> PASSAGE TO READ
Linux System Administration

Project: Harden & Operate a Production Server

45 min Lesson 10 of 28

Project: Harden & Operate a Production Server

Everything you have learned in this tutorial — systemd, journald, storage, monitoring, performance analysis, networking, SSH hardening, and scheduled tasks — converges here. This capstone project walks you through standing up a freshly provisioned Ubuntu 24.04 LTS server from "root login allowed, all defaults" to a production-grade, hardened, observable, self-maintaining system. Every step mirrors what senior SREs do on day one of a new server at a real company.

What this project covers: We will configure a non-root admin account with locked-down SSH, harden the kernel and service surface, set up a sample application service under systemd with resource limits, configure disk monitoring with automated alerts, establish centralized log collection, and wire up a full cron-based maintenance schedule — then verify every layer.

Phase 1: Initial Access and User Setup

You receive a cloud instance with only root access. The first action is creating a dedicated admin account with sudo rights, hardening SSH, and disabling root login entirely.

# On the fresh server as root:

# 1. Create an operations user
useradd -m -s /bin/bash -G sudo opsadmin
passwd opsadmin                 # Set a strong passphrase — only needed for sudo prompts

# 2. Lock the root password (sudo is the only escalation path)
passwd -l root

# 3. Copy your public key to the new account
mkdir -p /home/opsadmin/.ssh
chmod 700 /home/opsadmin/.ssh
# Paste the public key from your workstation:
# cat ~/.ssh/id_ed25519.pub  (run this on your LOCAL machine first)

> DATA EXCERPT
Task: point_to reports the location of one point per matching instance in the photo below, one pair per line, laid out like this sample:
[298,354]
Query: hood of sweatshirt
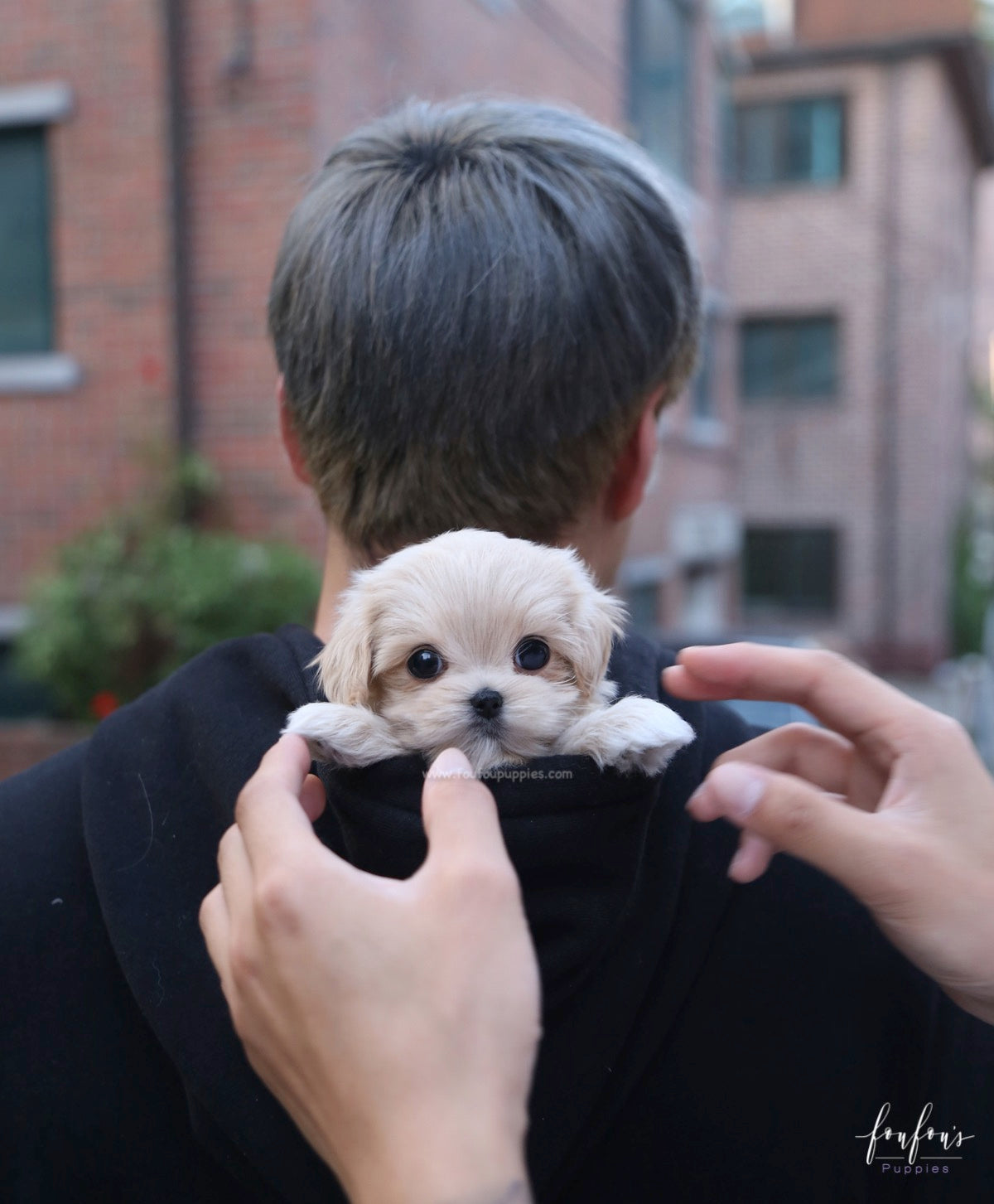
[621,892]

> PARTS OF THE EXERCISE
A: Reproduce word for word the stretch of the server hardening lesson from "What this project" through "only escalation path)".
B: List the topics that the server hardening lesson says converge in this capstone project.
C: Extend the server hardening lesson, picking up right after its final line.
The listing has no connection to the server hardening lesson.

> RESULTS OF THE TASKS
A:
What this project covers: We will configure a non-root admin account with locked-down SSH, harden the kernel and service surface, set up a sample application service under systemd with resource limits, configure disk monitoring with automated alerts, establish centralized log collection, and wire up a full cron-based maintenance schedule — then verify every layer.

Phase 1: Initial Access and User Setup

You receive a cloud instance with only root access. The first action is creating a dedicated admin account with sudo rights, hardening SSH, and disabling root login entirely.

# On the fresh server as root:

# 1. Create an operations user
useradd -m -s /bin/bash -G sudo opsadmin
passwd opsadmin                 # Set a strong passphrase — only needed for sudo prompts

# 2. Lock the root password (sudo is the only escalation path)

B: systemd, journald, storage, monitoring, performance analysis, networking, SSH hardening, scheduled tasks

C:
echo "ssh-ed25519 AAAA...your-public-key... ops@workstation" \
  >> /home/opsadmin/.ssh/authorized_keys
chmod 600 /home/opsadmin/.ssh/authorized_keys
chown -R opsadmin:opsadmin /home/opsadmin/.ssh

Phase 2: SSH Hardening

Edit /etc/ssh/sshd_config with the following block. Every line here exists in production configurations at every tier-1 tech company — they are not optional paranoia, they are standard baseline:

# /etc/ssh/sshd_config  — replace or append these directives

Port 2222                          # Non-default port reduces automated scanner noise
Protocol 2                         # SSHv1 is broken; enforce v2 only
PermitRootLogin no                 # Never allow direct root SSH
PasswordAuthentication no          # Key-only auth; passwords are brute-forceable
PubkeyAuthentication yes
AuthorizedKeysFile .ssh/authorized_keys
MaxAuthTries 3                     # Lock out after 3 failed attempts
LoginGraceTime 30                  # Kill unauthenticated connections after 30 s
ClientAliveInterval 300            # Server sends keepalive every 5 min
ClientAliveCountMax 2              # Drop after 2 missed keepalives (10 min total idle)
AllowUsers opsadmin                # Whitelist — only explicitly named users can log in
X11Forwarding no                   # No GUI tunnelling on a server
AllowTcpForwarding no              # Prevent using SSH as a SOCKS proxy (unless needed)
Banner /etc/ssh/ssh_banner         # Show a legal warning before authentication

# Create a legal banner (shown BEFORE authentication — a liability requirement at many companies)
cat > /etc/ssh/ssh_banner <<'EOF'
***********************************************************************
  Authorised access only. All connections are monitored and logged.
  Disconnect immediately if you are not an authorised user.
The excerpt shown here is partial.